------ Vorliegender Textauszug
Es regnete Steine, Brandsätze und Gehwegplatten
Am gleichen Tag sollten auch in der Mainzer Straße wieder klare Verhältnisse geschaffen werden. Gegen Nachmittag rückten die Sicherheitskräfte vor. An den entsprechenden Gebäuden zerschossen Wasserwerfer der Polizei gezielt die Fensterscheiben, und Beamte warfen Tränengasgranaten in die Wohnungen. Ein heute undenkbares Vorgehen, wo jede resolute Festnahme im Internet für einen Aufschrei sorgt.
Allerdings ließen sich die Autonomen aus der Mainzer Straße davon nicht beeindrucken und leisteten heftigen Widerstand. Von den Dächern herab bewarfen sie die Polizisten mit Steinen, Molotowcocktails, Gehwegplatten, Toilettenbecken und Gullideckeln. Überrascht von der Gewalt, zogen sich die Einsatzkräfte zunächst zurück.
------------
------ Quellenmaterial
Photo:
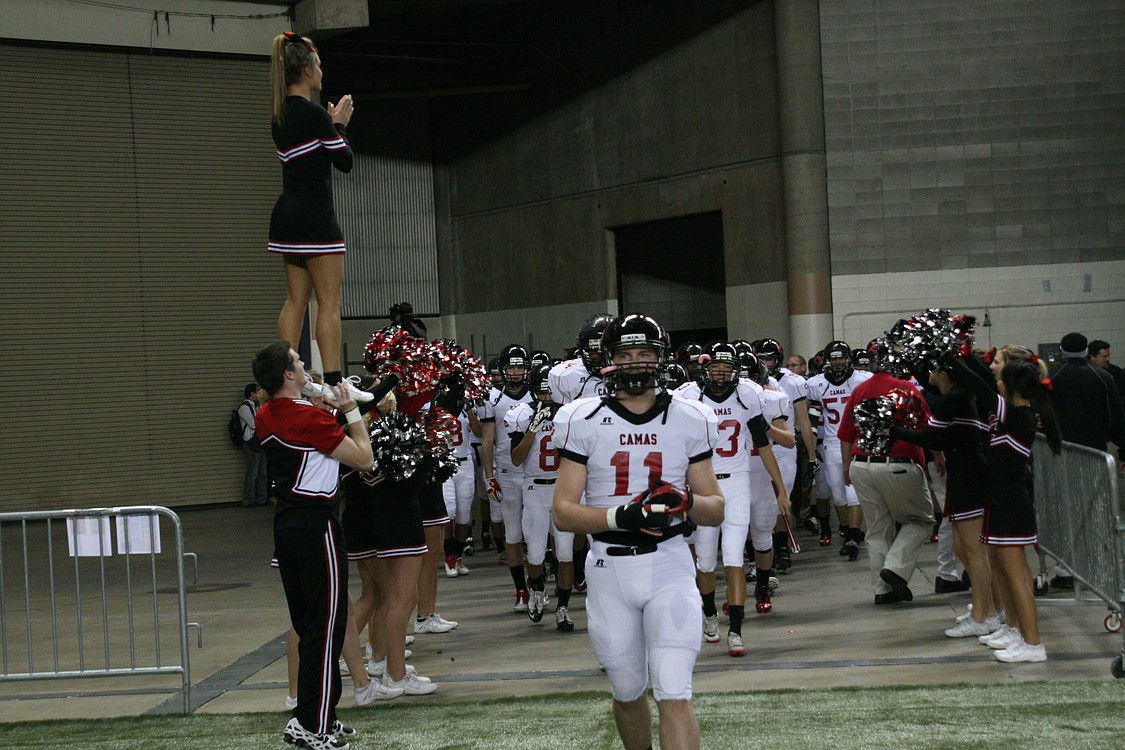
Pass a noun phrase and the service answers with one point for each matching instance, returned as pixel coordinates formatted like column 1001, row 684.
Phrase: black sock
column 763, row 581
column 736, row 612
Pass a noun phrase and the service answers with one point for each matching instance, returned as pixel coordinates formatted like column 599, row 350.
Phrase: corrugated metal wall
column 135, row 192
column 386, row 209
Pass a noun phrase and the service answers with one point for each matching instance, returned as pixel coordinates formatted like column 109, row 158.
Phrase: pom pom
column 440, row 427
column 923, row 340
column 421, row 366
column 399, row 445
column 875, row 416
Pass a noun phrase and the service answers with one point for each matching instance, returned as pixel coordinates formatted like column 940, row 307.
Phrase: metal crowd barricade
column 81, row 595
column 1079, row 511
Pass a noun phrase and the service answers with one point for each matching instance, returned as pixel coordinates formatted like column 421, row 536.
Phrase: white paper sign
column 138, row 534
column 82, row 535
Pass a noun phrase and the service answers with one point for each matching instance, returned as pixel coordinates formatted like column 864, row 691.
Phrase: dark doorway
column 673, row 270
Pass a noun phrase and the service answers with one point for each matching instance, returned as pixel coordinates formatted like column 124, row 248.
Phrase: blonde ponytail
column 290, row 55
column 277, row 79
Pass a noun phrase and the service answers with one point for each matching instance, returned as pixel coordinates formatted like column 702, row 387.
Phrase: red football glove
column 494, row 491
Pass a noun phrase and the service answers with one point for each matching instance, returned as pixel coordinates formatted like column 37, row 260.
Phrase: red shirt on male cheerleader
column 881, row 383
column 298, row 439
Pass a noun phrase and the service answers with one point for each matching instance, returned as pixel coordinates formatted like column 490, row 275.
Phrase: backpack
column 234, row 427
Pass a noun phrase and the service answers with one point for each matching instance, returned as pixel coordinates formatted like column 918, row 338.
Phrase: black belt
column 630, row 551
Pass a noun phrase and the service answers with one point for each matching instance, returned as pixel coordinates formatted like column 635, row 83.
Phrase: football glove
column 651, row 511
column 495, row 494
column 542, row 415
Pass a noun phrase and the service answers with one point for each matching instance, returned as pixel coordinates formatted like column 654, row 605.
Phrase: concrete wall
column 692, row 130
column 237, row 28
column 975, row 156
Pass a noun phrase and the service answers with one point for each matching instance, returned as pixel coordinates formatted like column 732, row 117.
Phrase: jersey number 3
column 620, row 462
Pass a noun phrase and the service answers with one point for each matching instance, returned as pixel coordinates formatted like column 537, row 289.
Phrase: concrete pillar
column 797, row 27
column 323, row 18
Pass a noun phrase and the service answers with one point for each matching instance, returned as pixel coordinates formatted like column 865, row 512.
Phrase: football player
column 530, row 428
column 459, row 490
column 831, row 390
column 738, row 410
column 632, row 453
column 581, row 377
column 771, row 354
column 503, row 478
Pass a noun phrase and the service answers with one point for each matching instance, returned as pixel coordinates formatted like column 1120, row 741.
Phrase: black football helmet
column 494, row 373
column 771, row 353
column 537, row 379
column 635, row 330
column 687, row 357
column 837, row 361
column 539, row 357
column 714, row 355
column 513, row 364
column 674, row 377
column 590, row 342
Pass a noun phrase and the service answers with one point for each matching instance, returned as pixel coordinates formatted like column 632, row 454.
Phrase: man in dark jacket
column 1087, row 400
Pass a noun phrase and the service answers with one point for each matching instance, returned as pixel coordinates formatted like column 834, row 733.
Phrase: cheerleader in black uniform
column 1023, row 400
column 303, row 227
column 955, row 430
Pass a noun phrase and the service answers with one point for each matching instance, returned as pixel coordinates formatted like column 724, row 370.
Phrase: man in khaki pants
column 892, row 490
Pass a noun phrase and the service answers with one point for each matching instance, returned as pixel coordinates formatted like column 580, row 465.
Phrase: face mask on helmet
column 513, row 363
column 771, row 354
column 636, row 348
column 590, row 342
column 719, row 366
column 538, row 381
column 838, row 360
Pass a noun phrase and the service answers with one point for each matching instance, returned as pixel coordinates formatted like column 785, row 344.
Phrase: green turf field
column 1044, row 715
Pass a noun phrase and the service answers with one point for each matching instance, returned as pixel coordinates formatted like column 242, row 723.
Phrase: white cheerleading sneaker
column 1006, row 636
column 375, row 690
column 1020, row 652
column 433, row 624
column 411, row 684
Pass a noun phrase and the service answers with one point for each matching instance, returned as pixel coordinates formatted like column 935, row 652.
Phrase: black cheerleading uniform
column 1009, row 517
column 381, row 518
column 298, row 440
column 304, row 218
column 955, row 430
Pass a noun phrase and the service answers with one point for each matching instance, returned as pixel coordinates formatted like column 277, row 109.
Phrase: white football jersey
------------
- Ziel der Übung: Entscheide, ob die folgenden Aussagen mit dem Textauszug über die Mainzer Straße übereinstimmen, und belege jede Antwort mit einem wörtlichen Zitat. (a) Die Polizei zerschoss mit Wasserwerfern gezielt Fensterscheiben. (b) Die Sicherheitskräfte rückten am Vormittag vor. (c) Die Einsatzkräfte zogen sich zunächst zurück.

- Lösung:
(a) Ja: „An den entsprechenden Gebäuden zerschossen Wasserwerfer der Polizei gezielt die Fensterscheiben“
(b) Nein: „Gegen Nachmittag rückten die Sicherheitskräfte vor.“
(c) Ja: „Überrascht von der Gewalt, zogen sich die Einsatzkräfte zunächst zurück.“